[Start DATA FOR THIS TASK]

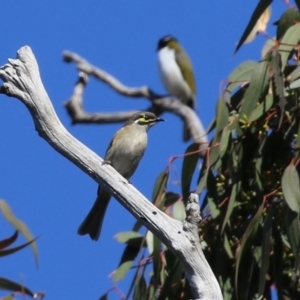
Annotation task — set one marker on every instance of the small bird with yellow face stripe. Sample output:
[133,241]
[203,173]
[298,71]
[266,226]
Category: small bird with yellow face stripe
[124,154]
[176,73]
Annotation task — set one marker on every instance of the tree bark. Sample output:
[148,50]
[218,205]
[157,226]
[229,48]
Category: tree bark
[22,80]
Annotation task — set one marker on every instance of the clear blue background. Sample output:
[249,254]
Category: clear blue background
[48,192]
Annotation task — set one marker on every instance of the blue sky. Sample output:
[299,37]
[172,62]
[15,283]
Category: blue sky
[44,189]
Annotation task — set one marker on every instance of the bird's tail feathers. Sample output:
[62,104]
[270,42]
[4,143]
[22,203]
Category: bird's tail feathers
[92,224]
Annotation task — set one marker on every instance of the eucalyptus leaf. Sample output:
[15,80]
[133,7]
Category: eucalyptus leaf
[259,10]
[290,188]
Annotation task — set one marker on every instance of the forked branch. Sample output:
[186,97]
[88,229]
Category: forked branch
[22,80]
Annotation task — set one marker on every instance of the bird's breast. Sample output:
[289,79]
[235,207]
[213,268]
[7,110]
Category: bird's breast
[127,150]
[171,74]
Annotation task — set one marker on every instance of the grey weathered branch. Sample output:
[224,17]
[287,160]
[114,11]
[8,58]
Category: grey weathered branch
[22,80]
[159,104]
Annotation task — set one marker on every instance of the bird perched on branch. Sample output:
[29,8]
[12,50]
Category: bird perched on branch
[176,73]
[123,154]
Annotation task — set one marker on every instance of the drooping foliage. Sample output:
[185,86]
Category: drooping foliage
[249,184]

[End DATA FOR THIS TASK]

DIRECTIONS>
Could you rewrite every line of the listing above as a numbered list, with blank lines and the pictures left out?

THE COMPLETED TASK>
1. Annotation task — set one marker on every instance of the small bird with yellow face stripe. Sample output:
2. [133,241]
3. [203,173]
4. [298,71]
5. [266,226]
6. Category: small bird with yellow face stripe
7. [124,154]
8. [176,73]
9. Annotation task — set one marker on every instance of the tree bark. Sample output:
10. [148,50]
11. [218,205]
12. [157,226]
13. [229,48]
14. Category: tree bark
15. [22,80]
16. Annotation task — set one marker on every instance of the clear blue background. Sample output:
17. [249,254]
18. Category: clear blue background
19. [48,192]
20. Annotation task — set one marker on every instance of the blue sky. Sample output:
21. [299,37]
22. [172,62]
23. [15,283]
24. Category: blue sky
25. [44,189]
26. Annotation task — set one marker on every instance of the bird's tail feathers. Sample output:
27. [62,104]
28. [270,42]
29. [4,143]
30. [22,203]
31. Category: bird's tail feathers
32. [92,224]
33. Annotation task — set one marker on every instance of the eucalyptus leaf. Sample output:
34. [15,80]
35. [133,7]
36. Category: eucalyptus leaf
37. [259,10]
38. [290,188]
39. Annotation task — set one marker on every instance of the forked branch. Sample output:
40. [186,97]
41. [88,229]
42. Category: forked branch
43. [22,80]
44. Annotation task — set one marker on every instance of the bird's breast. Sample output:
45. [289,79]
46. [235,207]
47. [213,268]
48. [7,110]
49. Category: bird's breast
50. [127,150]
51. [171,74]
52. Annotation task — set one marker on every instance of the grey weathered branch. Sample output:
53. [224,17]
54. [287,160]
55. [114,11]
56. [8,58]
57. Category: grey weathered branch
58. [22,80]
59. [159,104]
60. Annotation task — set one marker on every instance of the bird perched on branch. Sample output:
61. [29,8]
62. [12,50]
63. Category: bird perched on branch
64. [176,73]
65. [123,154]
66. Annotation task — set one marker on every instance of the drooping foliage. Sample output:
67. [185,86]
68. Category: drooping foliage
69. [249,184]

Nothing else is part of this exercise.